═══ Reading passage ═══

Given an acute scalene triangle $ABC$ inscribed in circle $(O)$. Let $H$ be its orthocenter and $M$ be the midpoint of $BC$. Let $D$ lie on the opposite rays of $HA$ so that $BC=2DM$. Let $D'$ be the reflection of $D$ through line $BC$ and $X$ be the intersection of $AO$ and $MD$. a) Show that $AM$ bisects $D'X$. b) Similarly, we define the points $E,F$ like $D$ and $Y,Z$ like $X$. Let $S$ be the intersection of tangent lines from $B,C$ with respect to $(O)$. Let $G$ be the projection of the midpoint of $AS$ to the line $AO$. Show that there exists a point with the same power to all the circles $(BEY),(CFZ),(SGO)$ and $(O)$.
Problem
Source: Vietnam TST 2019 Day 1 P3
Tags: geometry, geometric transformation, reflection
Pathological
30.03.2019 23:39
(a) Let $A'$ be the point diametrically opposite to $A$ on $(O),$ so that $M$ is the midpoint of $BC$ and of $HA'.$ Let $D_1$ be the foot from $A$ to $BC.$ Observe that $\angle BDC = \angle BD'C = 90.$
By Menelaus' Theorem in $\triangle AHA'$ with transversal $DMX,$ we get that $\frac{AX}{A'X} = \frac{AD}{DH}.$ Since $D_1D^2 = D_1D'^2 = D_1B * D_1C = D_1H * D_1A,$ it's well-known by a property of harmonic ranges that $(A, H; D, D') = -1.$ Therefore, we know that $\frac{AD}{DH} = \frac{AD'}{HD'}.$ Therefore, as $\frac{AX}{A'X} = \frac{AD'}{HD'},$ we know that $HA' || D'X.$ Thus, as $AM$ is an $A-$median in $\triangle AHA',$ it must also be an $A-$median in $\triangle AD'X$ by homothety about $A,$ i.e., $AM$ bisects $D'X.$
(b) We claim that the desired point is just the symmedian point $K.$ Let's first show that $K$ is on the radical axis of $(O), (ADX),$ from which it follows that $K$ has equal powers w.r.t. $(O), (ADX), (BEY), (CFZ)$ by symmetry.

═══ Information provided ═══

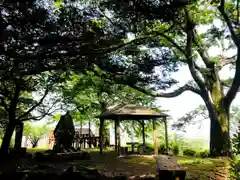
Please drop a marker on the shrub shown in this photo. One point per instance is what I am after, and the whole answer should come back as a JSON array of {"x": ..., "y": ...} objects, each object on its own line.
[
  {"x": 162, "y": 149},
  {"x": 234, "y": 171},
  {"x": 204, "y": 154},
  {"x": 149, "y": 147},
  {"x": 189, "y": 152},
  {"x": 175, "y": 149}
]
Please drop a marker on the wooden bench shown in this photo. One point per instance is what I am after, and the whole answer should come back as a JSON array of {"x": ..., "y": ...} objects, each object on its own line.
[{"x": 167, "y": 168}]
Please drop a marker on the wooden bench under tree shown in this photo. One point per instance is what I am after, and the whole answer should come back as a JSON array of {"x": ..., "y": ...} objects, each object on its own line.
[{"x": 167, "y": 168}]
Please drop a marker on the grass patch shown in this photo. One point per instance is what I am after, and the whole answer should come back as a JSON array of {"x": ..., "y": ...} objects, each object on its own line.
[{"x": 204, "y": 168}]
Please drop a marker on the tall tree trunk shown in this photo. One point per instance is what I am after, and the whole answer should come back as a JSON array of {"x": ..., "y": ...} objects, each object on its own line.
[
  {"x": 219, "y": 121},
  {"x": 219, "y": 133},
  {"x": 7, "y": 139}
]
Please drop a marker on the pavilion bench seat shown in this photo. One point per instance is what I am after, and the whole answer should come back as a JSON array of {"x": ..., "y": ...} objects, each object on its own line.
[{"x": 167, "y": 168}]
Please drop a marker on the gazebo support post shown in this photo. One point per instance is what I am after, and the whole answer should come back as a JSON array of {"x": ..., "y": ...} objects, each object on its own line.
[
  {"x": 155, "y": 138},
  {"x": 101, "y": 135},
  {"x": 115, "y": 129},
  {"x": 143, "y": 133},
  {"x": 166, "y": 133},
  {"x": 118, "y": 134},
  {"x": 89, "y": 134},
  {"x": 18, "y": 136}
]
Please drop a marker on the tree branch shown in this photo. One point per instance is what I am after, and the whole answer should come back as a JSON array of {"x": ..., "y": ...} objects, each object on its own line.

═══
═══ Information provided ═══

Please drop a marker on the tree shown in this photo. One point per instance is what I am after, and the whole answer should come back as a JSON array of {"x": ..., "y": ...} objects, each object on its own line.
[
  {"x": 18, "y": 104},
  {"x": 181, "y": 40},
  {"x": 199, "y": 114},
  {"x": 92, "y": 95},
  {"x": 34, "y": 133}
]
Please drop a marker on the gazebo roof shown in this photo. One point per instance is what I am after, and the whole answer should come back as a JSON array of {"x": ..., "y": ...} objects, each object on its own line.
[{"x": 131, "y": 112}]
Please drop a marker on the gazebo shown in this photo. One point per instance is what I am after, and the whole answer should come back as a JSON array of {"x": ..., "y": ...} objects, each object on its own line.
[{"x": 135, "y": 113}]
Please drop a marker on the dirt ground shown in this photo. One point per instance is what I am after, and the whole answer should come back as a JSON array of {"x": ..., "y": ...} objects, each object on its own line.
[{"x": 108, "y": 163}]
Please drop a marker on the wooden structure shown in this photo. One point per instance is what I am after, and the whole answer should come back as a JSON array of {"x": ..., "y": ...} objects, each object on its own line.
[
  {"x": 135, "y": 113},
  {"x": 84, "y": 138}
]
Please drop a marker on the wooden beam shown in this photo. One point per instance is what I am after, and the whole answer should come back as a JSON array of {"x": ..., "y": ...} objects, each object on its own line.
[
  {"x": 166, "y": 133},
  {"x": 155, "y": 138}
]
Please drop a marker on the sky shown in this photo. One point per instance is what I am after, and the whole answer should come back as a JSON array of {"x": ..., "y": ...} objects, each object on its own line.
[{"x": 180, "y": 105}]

═══
═══ Information provided ═══

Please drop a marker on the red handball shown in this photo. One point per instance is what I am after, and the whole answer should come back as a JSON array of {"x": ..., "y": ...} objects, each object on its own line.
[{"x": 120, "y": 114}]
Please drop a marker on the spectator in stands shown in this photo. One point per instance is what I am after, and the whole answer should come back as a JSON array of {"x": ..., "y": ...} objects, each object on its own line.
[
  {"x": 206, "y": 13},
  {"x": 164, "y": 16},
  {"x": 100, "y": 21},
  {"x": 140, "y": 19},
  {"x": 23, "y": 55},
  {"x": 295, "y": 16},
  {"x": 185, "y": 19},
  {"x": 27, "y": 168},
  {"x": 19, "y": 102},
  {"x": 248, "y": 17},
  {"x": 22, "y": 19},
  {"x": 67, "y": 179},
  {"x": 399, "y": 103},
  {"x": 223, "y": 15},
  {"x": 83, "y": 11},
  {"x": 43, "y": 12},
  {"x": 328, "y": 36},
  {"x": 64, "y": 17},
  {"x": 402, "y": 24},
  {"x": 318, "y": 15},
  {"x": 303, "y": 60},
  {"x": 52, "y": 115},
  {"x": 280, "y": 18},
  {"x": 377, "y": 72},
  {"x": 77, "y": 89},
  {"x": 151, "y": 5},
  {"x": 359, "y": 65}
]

═══

▸ Exercise tasks
1. Reproduce the geometry thread word for word, from start to finish.
2. Write out the rows from the one containing "Please drop a marker on the pavilion" through the one containing "Please drop a marker on the tree branch", inclusive, and nothing else.

▸ Answers by task
1.
Given an acute scalene triangle $ABC$ inscribed in circle $(O)$. Let $H$ be its orthocenter and $M$ be the midpoint of $BC$. Let $D$ lie on the opposite rays of $HA$ so that $BC=2DM$. Let $D'$ be the reflection of $D$ through line $BC$ and $X$ be the intersection of $AO$ and $MD$. a) Show that $AM$ bisects $D'X$. b) Similarly, we define the points $E,F$ like $D$ and $Y,Z$ like $X$. Let $S$ be the intersection of tangent lines from $B,C$ with respect to $(O)$. Let $G$ be the projection of the midpoint of $AS$ to the line $AO$. Show that there exists a point with the same power to all the circles $(BEY),(CFZ),(SGO)$ and $(O)$.
Problem
Source: Vietnam TST 2019 Day 1 P3
Tags: geometry, geometric transformation, reflection
Pathological
30.03.2019 23:39
(a) Let $A'$ be the point diametrically opposite to $A$ on $(O),$ so that $M$ is the midpoint of $BC$ and of $HA'.$ Let $D_1$ be the foot from $A$ to $BC.$ Observe that $\angle BDC = \angle BD'C = 90.$
By Menelaus' Theorem in $\triangle AHA'$ with transversal $DMX,$ we get that $\frac{AX}{A'X} = \frac{AD}{DH}.$ Since $D_1D^2 = D_1D'^2 = D_1B * D_1C = D_1H * D_1A,$ it's well-known by a property of harmonic ranges that $(A, H; D, D') = -1.$ Therefore, we know that $\frac{AD}{DH} = \frac{AD'}{HD'}.$ Therefore, as $\frac{AX}{A'X} = \frac{AD'}{HD'},$ we know that $HA' || D'X.$ Thus, as $AM$ is an $A-$median in $\triangle AHA',$ it must also be an $A-$median in $\triangle AD'X$ by homothety about $A,$ i.e., $AM$ bisects $D'X.$
(b) We claim that the desired point is just the symmedian point $K.$ Let's first show that $K$ is on the radical axis of $(O), (ADX),$ from which it follows that $K$ has equal powers w.r.t. $(O), (ADX), (BEY), (CFZ)$ by symmetry.

2.
Please drop a marker on the pavilion bench seat shown in this photo. One point per instance is what I am after, and the whole answer should come back as a JSON array of {"x": ..., "y": ...} objects, each object on its own line.
[{"x": 167, "y": 168}]
Please drop a marker on the gazebo support post shown in this photo. One point per instance is what I am after, and the whole answer should come back as a JSON array of {"x": ..., "y": ...} objects, each object on its own line.
[
  {"x": 155, "y": 138},
  {"x": 101, "y": 135},
  {"x": 115, "y": 129},
  {"x": 143, "y": 133},
  {"x": 166, "y": 133},
  {"x": 118, "y": 134},
  {"x": 89, "y": 134},
  {"x": 18, "y": 136}
]
Please drop a marker on the tree branch shown in this photo. One point per instance is what I am after, and the whole answer should come back as a JSON array of {"x": ..., "y": ...} objects, each object on its own line.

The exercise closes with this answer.